(Natural-language object grounding data)
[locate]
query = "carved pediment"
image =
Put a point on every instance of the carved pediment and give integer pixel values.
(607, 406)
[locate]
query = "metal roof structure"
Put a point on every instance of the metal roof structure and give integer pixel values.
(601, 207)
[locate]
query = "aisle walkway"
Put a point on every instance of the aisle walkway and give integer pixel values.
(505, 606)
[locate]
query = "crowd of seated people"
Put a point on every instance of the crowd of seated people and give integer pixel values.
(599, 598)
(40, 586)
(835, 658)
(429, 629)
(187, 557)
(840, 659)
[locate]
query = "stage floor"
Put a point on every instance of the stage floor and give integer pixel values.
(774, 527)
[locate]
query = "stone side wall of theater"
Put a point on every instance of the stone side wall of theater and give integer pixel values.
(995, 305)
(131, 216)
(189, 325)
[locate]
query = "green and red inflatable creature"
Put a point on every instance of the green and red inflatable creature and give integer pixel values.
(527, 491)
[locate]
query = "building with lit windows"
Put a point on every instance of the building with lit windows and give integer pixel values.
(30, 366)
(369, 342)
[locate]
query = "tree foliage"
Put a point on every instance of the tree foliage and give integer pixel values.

→ **Work instruction**: For every line above that holds the string "tree", add one to a count; give that count alone.

→ **Result of this task**: 2